◆ **Given passage**
"""

The creative road

The Creative Road

I have a problem: I’m an impatient, procrastinating perfectionist (in recovery).  I like things to be a specific way, but my timing is often too late, and my attention span too short, to get me to where I want to be.

This problem manifests itself most clearly in my work as a writer and pastor.  I love the beginning of the creative process, when ideas are running through my mind like a Lamborghini on the Autobahn, because progress is rapid and smooth.

But the moment I choose a topic to address, progress begins to slow until I eventually feel like my mind is in a horse-cart on some cratered, back-country road.  It sucks, but I don’t think this feeling is unusual for people who do creative work.  In fact, I don’t even think it’s a problem, unless I start looking for a shortcut, an easy way off the road.

When you take the easy way out, when you don’t push through the potholes, you sacrifice the quality of your product.  When you procrastinate and start on a project too late, you almost force yourself to skip the struggle, on the other side of which is a greater product that has the potential to make a greater impact.

"""

◆ **Supplied material**
"""

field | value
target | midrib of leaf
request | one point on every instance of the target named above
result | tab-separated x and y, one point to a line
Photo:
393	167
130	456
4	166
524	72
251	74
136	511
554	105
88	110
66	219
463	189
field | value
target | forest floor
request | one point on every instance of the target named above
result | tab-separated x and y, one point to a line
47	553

"""

◆ **To do**
1: From the creative road passage, duplicate the portion starting with "But the moment" and going on through "off the road.".
2: Answer these questions using the creative road passage.
(a) In which two lines of work does the writer's problem show itself most clearly?
(b) What are ideas compared to at the beginning of the creative process?
(c) What is sacrificed when one takes the easy way out?

◆ **Answers to each task**
1:
But the moment I choose a topic to address, progress begins to slow until I eventually feel like my mind is in a horse-cart on some cratered, back-country road.  It sucks, but I don’t think this feeling is unusual for people who do creative work.  In fact, I don’t even think it’s a problem, unless I start looking for a shortcut, an easy way off the road.

2:
(a) Writing and pastoring.
(b) A Lamborghini on the Autobahn.
(c) The quality of one's product.